The data:
○ ○ ○ ○ ○ ○ ○

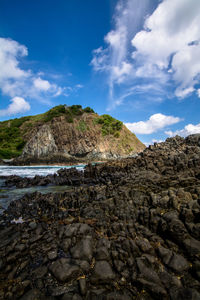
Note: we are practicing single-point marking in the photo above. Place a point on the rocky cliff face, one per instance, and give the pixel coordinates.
(80, 140)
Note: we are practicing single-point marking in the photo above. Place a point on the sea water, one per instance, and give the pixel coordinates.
(8, 195)
(31, 171)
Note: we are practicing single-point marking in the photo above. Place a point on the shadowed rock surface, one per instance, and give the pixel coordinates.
(127, 229)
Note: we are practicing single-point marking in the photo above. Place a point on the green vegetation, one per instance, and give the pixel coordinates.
(109, 125)
(11, 139)
(13, 133)
(54, 112)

○ ○ ○ ○ ○ ○ ○

About this task:
The material must be restated verbatim. Its pictures must be omitted.

Response:
Note: we are practicing single-point marking in the photo above. Place a point on the rocky cliff face, one per instance, and give the pixel coordinates.
(80, 140)
Note: we are practicing single-point marking in the photo above. Place a point on the sea water, one per instance, and give the pixel coordinates.
(8, 195)
(31, 171)
Note: we are practicing single-point marking in the photo above. Place a point on the shadowed rock surface, one per instance, and give the pixel coordinates.
(127, 229)
Note: we are practicing single-point marking in the photo above. Place a point on the green vegetation, one per instance, and give the pixel coordinates.
(109, 125)
(11, 139)
(13, 133)
(54, 112)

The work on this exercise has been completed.